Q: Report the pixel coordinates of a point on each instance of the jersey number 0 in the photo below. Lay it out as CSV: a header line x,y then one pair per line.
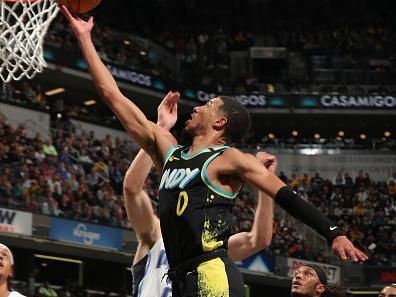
x,y
182,202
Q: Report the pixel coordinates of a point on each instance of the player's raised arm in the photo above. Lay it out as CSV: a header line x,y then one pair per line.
x,y
149,136
247,167
244,244
137,202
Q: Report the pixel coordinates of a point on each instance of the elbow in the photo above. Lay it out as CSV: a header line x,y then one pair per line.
x,y
261,241
109,94
131,189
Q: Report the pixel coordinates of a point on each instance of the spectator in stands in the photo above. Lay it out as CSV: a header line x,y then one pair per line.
x,y
339,180
7,272
49,149
392,178
392,189
282,176
294,182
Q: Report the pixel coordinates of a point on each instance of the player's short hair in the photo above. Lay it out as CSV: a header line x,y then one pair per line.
x,y
238,119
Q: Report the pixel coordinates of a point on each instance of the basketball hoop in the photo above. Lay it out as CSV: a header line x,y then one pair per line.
x,y
23,25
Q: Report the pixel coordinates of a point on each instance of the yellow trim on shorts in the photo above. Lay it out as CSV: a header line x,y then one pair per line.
x,y
213,279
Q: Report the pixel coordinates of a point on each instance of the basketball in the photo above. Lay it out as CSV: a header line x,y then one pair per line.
x,y
79,6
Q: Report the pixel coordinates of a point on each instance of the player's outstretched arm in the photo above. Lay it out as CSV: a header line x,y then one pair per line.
x,y
137,203
149,136
234,162
245,244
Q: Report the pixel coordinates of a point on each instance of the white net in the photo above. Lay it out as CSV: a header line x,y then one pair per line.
x,y
23,25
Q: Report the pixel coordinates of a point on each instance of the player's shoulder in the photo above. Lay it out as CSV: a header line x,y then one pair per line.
x,y
15,294
234,155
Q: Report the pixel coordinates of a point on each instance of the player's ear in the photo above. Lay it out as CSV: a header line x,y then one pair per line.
x,y
220,123
320,289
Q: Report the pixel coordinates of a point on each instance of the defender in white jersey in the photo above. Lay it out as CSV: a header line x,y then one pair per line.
x,y
7,272
150,264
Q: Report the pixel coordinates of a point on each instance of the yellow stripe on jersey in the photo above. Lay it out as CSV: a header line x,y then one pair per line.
x,y
209,234
212,279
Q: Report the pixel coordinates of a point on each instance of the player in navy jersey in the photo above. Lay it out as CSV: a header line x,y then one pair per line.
x,y
200,182
150,263
7,272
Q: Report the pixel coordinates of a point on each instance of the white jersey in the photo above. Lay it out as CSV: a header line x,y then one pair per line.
x,y
149,274
15,294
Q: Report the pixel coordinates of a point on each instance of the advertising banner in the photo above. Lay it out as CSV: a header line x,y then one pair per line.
x,y
12,221
86,234
380,167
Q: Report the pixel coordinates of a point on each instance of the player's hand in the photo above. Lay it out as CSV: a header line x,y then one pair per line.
x,y
269,161
78,25
344,248
167,110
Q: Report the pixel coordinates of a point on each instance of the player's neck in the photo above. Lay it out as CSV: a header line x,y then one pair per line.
x,y
203,141
4,288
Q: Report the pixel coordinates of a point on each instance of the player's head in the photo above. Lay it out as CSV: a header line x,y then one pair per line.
x,y
223,114
309,281
6,264
388,291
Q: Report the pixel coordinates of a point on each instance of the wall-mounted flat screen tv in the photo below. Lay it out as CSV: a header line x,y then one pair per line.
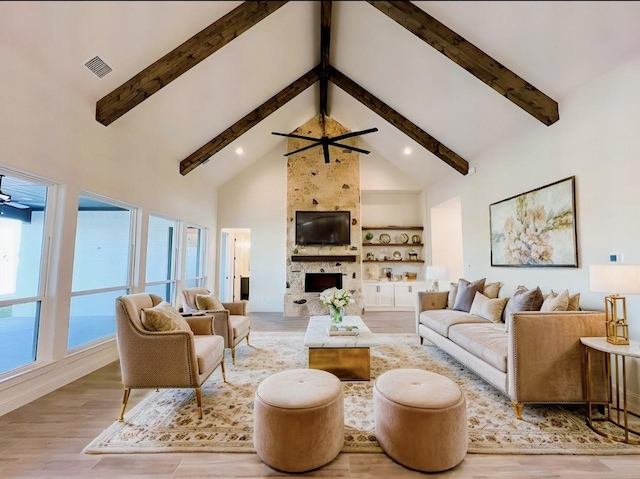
x,y
323,227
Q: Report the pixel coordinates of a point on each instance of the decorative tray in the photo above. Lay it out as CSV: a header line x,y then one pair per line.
x,y
343,330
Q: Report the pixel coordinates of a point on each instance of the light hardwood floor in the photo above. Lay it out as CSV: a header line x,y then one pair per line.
x,y
44,439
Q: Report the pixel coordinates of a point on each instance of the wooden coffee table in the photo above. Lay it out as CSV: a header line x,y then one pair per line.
x,y
348,357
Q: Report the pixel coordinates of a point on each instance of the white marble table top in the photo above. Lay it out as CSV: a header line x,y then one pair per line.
x,y
318,334
631,350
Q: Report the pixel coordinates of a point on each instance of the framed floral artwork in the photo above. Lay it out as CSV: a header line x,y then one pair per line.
x,y
536,228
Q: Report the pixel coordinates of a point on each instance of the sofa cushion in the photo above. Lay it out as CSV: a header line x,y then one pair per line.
x,y
208,302
487,341
487,308
163,317
239,324
208,351
466,293
440,320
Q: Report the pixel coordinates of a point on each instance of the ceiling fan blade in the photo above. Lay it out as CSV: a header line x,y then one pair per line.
x,y
291,135
348,147
18,206
354,133
302,149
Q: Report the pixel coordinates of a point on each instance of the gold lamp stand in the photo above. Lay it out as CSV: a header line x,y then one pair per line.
x,y
617,327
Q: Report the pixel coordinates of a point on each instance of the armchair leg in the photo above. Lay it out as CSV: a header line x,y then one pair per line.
x,y
199,400
517,408
127,391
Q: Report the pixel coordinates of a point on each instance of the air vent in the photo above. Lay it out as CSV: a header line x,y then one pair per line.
x,y
98,66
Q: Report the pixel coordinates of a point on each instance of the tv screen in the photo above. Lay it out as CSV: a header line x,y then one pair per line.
x,y
323,227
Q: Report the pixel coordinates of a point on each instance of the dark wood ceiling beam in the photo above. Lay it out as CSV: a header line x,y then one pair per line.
x,y
400,122
180,60
232,133
472,59
325,42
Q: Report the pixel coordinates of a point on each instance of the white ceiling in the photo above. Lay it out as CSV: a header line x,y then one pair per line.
x,y
556,46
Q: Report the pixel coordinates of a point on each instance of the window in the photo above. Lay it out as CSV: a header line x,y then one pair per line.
x,y
161,257
196,254
22,259
102,268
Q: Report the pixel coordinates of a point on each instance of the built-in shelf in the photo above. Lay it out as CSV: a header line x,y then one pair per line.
x,y
393,228
345,258
393,261
392,244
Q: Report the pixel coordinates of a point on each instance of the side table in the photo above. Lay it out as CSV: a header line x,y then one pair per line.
x,y
617,414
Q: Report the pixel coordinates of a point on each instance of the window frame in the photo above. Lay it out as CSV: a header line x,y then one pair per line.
x,y
44,347
129,287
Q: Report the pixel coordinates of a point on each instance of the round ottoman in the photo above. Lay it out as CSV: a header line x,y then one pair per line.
x,y
421,419
298,419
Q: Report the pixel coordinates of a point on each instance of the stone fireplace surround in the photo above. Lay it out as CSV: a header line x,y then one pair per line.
x,y
313,185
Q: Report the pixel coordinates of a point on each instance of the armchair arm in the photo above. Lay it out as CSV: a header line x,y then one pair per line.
x,y
236,308
202,325
546,358
174,361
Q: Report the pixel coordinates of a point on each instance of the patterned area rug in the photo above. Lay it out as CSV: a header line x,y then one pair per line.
x,y
167,421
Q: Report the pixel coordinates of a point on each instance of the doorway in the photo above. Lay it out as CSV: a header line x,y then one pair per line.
x,y
235,254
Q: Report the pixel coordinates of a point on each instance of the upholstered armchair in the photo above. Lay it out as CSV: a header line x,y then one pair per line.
x,y
231,323
164,359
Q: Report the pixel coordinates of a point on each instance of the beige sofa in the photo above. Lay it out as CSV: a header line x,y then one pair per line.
x,y
537,359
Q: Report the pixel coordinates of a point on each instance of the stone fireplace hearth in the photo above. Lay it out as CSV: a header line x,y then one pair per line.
x,y
313,185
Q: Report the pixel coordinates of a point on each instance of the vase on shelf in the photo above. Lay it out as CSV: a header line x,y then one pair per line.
x,y
337,314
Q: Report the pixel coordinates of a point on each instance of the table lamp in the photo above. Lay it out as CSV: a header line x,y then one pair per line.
x,y
615,280
435,273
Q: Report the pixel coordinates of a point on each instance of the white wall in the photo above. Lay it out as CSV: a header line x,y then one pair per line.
x,y
446,240
257,199
596,140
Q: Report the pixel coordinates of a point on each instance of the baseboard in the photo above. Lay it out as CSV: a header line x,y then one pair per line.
x,y
28,387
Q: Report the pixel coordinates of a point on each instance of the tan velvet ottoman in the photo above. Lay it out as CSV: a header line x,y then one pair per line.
x,y
421,419
298,419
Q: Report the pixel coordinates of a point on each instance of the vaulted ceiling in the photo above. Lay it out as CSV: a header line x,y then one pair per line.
x,y
554,46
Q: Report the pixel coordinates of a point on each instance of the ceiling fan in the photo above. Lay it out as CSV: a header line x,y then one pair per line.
x,y
5,198
325,141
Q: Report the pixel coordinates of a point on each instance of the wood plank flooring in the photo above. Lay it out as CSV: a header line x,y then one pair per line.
x,y
44,438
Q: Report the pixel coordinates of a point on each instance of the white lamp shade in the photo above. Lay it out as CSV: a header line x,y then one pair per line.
x,y
437,272
615,279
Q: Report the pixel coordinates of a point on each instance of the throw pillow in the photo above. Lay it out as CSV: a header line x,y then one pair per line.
x,y
451,299
556,302
574,301
466,292
523,300
491,290
208,302
488,308
163,317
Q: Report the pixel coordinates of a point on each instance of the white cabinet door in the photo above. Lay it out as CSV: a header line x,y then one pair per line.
x,y
405,294
370,293
385,295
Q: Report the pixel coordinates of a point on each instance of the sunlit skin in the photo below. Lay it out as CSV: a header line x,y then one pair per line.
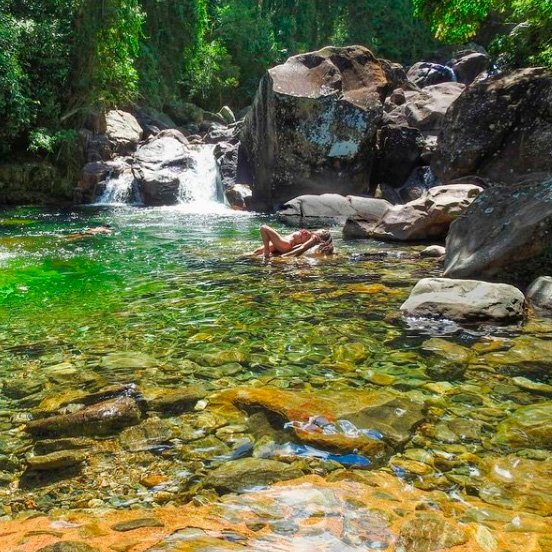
x,y
293,245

**Problem description:** Reproduce, unchanged, each line between the one with "the white cabinet" and the last line of the material, both included; the pictures do not go in.

**Written answer:**
Q: Report the pixel coordinates of a point on each instance of the white cabinet door in the photo above. Lay it out as CSV: a header line x,y then one pair per line.
x,y
405,294
370,293
385,295
Q: Report the pixel coordinates of a point on each instance of the sunlit skin in the photo below. Lay it out as CSV: a header line x,y then one pair per line.
x,y
293,245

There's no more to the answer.